Texte fourni ->
◇ ◇ ◇ ◇ ◇ ◇ ◇

La contestation sociale qui agite la Tunisie depuis la mi-décembre prend désormais une tournure préoccupante. L’armée tunisienne s’est déployée mercredi 12 janvier à Tunis, alors que le nombre de victimes oscille entre 21 et 50 morts. Les Etats-Unis critiquent l’usage excessif de la force et appellent à une solution pacifique. C’est la plu grave crise que connait la Tunisie depuis l’arrivée au pouvoir du président Ben Ali en novembre 1987.
Le président tunisien Zine el Abidine Ben Ali a limogé son ministre de l’Intérieur et ordonné « une enquête sur des actes de corruption » présumée concernant des responsables publics, a annoncé mercredi le Premier ministre.
Il a également ordonné la libération de toutes les personnes détenues depuis le début des troubles en Tunisie, a ajouté Mohamed Ghanouchi devant la presse.

◇ ◇ ◇ ◇ ◇ ◇ ◇

Consignes écrites ->
(1) Pouvez-vous recopier le passage de l’article sur la crise tunisienne situé entre « La contestation sociale » et « en novembre 1987. », ces deux bornes comprises ?
(2) Les affirmations suivantes concordent-elles avec l’article sur la crise tunisienne ? Pour chacune, répondez par oui ou par non en citant mot pour mot les termes décisifs : (a) L’armée s’est déployée à Tunis le mercredi 12 janvier. (b) Le limogeage du ministre de l’Intérieur a été annoncé par ce ministre lui-même. (c) Les États-Unis approuvent l’usage de la force.

Enregistrements bruts ->
◇ ◇ ◇ ◇ ◇ ◇ ◇

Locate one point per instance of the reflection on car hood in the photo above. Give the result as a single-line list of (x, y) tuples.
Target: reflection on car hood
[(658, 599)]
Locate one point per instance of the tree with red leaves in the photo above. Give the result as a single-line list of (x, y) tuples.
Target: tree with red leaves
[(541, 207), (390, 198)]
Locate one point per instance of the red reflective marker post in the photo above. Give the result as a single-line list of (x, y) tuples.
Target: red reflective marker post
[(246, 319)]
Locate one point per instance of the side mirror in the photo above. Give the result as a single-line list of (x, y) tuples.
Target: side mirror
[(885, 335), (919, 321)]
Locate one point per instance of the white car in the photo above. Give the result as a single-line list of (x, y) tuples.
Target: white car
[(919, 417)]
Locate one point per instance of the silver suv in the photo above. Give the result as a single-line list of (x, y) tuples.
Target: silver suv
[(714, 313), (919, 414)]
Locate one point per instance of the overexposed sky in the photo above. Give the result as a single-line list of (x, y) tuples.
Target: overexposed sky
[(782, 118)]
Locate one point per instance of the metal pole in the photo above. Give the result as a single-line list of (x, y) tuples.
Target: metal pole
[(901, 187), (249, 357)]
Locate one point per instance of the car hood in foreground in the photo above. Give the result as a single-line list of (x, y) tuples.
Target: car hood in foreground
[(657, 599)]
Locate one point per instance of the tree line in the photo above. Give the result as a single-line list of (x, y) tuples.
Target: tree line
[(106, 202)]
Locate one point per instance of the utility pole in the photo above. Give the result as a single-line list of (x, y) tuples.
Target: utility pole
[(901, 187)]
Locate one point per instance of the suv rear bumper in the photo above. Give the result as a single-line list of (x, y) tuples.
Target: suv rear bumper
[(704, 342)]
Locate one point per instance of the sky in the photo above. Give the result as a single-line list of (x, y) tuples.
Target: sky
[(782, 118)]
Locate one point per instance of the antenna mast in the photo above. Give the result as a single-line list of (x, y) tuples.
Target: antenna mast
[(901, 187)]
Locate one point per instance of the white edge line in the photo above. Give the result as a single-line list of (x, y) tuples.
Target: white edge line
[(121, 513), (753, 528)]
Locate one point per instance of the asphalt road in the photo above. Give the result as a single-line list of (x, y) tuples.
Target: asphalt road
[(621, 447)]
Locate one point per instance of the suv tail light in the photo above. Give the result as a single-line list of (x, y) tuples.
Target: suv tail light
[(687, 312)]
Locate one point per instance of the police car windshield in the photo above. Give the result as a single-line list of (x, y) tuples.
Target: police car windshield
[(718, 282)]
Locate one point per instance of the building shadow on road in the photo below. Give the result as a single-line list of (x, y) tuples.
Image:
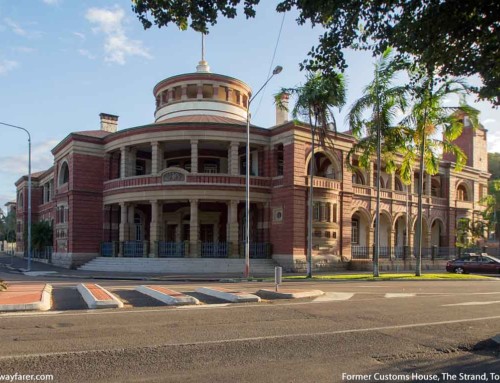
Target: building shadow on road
[(136, 299)]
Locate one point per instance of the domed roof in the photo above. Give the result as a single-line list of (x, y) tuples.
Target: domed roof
[(201, 93)]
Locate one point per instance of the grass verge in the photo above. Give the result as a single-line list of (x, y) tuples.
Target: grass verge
[(388, 277)]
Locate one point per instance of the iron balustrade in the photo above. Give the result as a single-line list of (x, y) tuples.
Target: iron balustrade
[(214, 249), (109, 249), (134, 249), (171, 249), (44, 254)]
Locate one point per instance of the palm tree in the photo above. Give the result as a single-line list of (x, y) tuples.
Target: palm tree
[(315, 101), (384, 101), (428, 118)]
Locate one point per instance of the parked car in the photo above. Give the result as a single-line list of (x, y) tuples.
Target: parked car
[(472, 263)]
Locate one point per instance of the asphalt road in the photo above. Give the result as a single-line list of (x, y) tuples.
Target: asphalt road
[(393, 329)]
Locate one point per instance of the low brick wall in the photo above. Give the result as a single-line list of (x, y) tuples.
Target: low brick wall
[(399, 265), (72, 260)]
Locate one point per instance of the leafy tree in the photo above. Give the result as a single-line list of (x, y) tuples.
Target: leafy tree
[(461, 38), (315, 101), (471, 233), (383, 100), (41, 235), (429, 117)]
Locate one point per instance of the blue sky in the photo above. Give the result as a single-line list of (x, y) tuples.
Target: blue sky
[(62, 62)]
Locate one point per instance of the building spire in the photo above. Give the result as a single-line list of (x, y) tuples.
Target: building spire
[(202, 65)]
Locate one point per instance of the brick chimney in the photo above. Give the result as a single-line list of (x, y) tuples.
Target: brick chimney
[(282, 114), (109, 122)]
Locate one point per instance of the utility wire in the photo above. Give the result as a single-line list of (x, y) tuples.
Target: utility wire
[(271, 65)]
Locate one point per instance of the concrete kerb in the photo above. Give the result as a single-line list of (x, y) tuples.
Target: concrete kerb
[(44, 304), (289, 294), (228, 295), (172, 298), (94, 303)]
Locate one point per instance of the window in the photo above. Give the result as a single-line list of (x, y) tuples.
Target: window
[(210, 168), (140, 167), (64, 174), (462, 193), (357, 178), (278, 214), (316, 211), (279, 160), (355, 231)]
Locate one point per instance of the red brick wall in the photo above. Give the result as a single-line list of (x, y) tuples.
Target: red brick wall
[(85, 227)]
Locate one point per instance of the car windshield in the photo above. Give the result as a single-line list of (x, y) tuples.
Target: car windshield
[(493, 258)]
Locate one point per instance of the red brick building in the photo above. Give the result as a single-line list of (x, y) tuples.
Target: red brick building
[(176, 187)]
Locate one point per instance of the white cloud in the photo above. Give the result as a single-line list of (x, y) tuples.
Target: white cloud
[(7, 66), (80, 35), (116, 45), (19, 30), (41, 159), (23, 49), (86, 53)]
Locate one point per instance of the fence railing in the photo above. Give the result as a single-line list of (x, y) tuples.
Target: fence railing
[(215, 249), (109, 249), (171, 249), (258, 250), (405, 252), (44, 254), (134, 249)]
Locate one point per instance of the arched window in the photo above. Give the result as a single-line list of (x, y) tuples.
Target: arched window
[(357, 178), (20, 199), (64, 174), (462, 194), (398, 185)]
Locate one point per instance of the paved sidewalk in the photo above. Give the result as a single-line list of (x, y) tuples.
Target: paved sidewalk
[(19, 297)]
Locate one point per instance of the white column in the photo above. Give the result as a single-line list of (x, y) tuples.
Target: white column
[(370, 173), (232, 229), (428, 184), (132, 157), (233, 166), (123, 162), (154, 157), (131, 216), (153, 227), (124, 227), (194, 156), (193, 228)]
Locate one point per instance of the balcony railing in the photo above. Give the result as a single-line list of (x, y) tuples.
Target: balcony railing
[(211, 179), (324, 183), (215, 249), (361, 189), (171, 249)]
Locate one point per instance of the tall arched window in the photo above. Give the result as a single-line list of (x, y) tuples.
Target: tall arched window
[(462, 194), (64, 174), (357, 178)]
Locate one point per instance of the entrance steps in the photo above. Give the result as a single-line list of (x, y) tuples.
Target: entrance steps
[(179, 265)]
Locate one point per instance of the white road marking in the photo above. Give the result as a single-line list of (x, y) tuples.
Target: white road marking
[(259, 338), (38, 273), (327, 297), (399, 295), (473, 303)]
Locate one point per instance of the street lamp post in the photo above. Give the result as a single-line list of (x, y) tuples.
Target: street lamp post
[(29, 189), (276, 71)]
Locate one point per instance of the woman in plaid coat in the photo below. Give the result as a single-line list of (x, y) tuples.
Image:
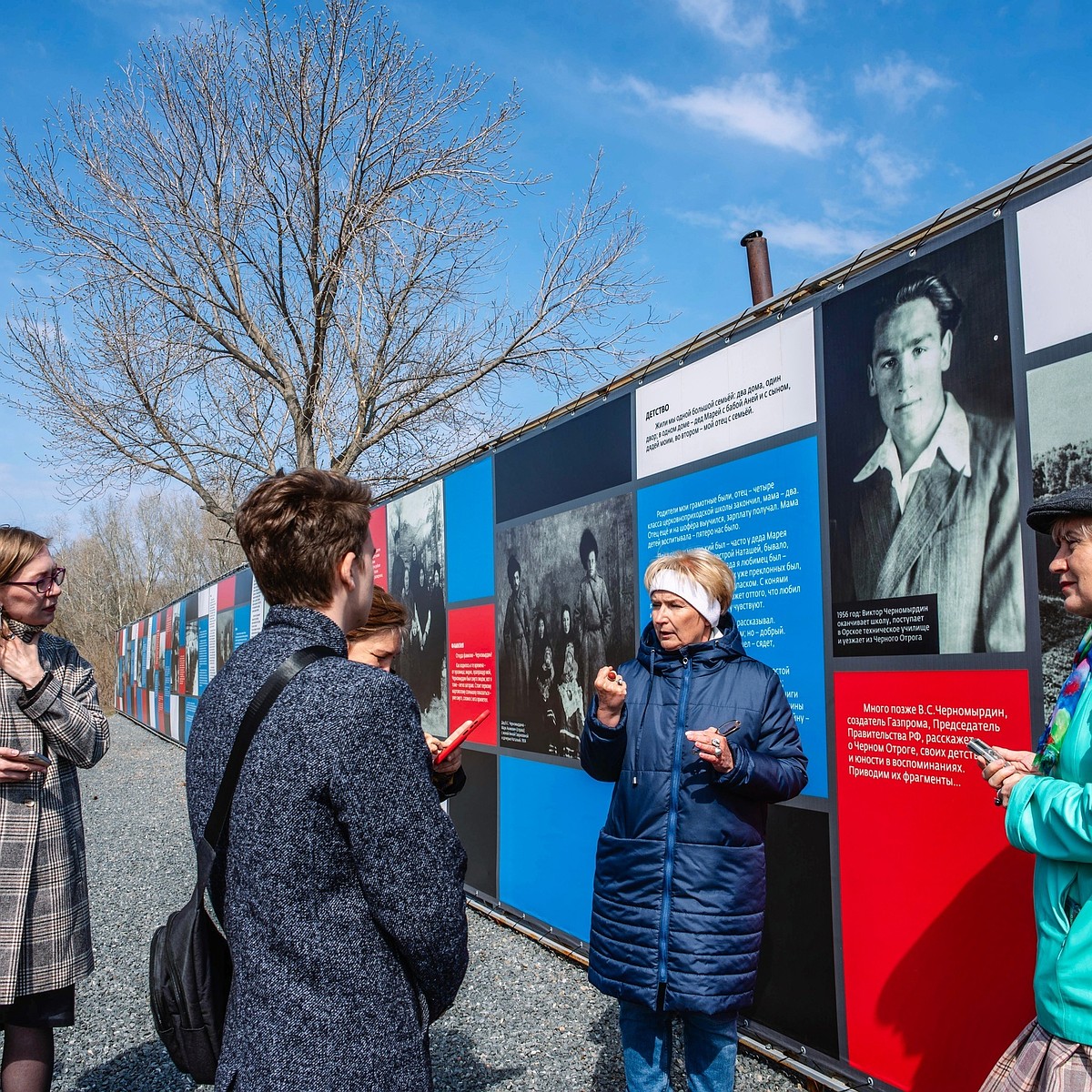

◇ ◇ ◇ ◇ ◇ ◇ ◇

Réponses par consigne ->
(1)
La contestation sociale qui agite la Tunisie depuis la mi-décembre prend désormais une tournure préoccupante. L’armée tunisienne s’est déployée mercredi 12 janvier à Tunis, alors que le nombre de victimes oscille entre 21 et 50 morts. Les Etats-Unis critiquent l’usage excessif de la force et appellent à une solution pacifique. C’est la plu grave crise que connait la Tunisie depuis l’arrivée au pouvoir du président Ben Ali en novembre 1987.

(2)
(a) Oui : « L’armée tunisienne s’est déployée mercredi 12 janvier à Tunis »
(b) Non : « a annoncé mercredi le Premier ministre »
(c) Non : « Les Etats-Unis critiquent l’usage excessif de la force »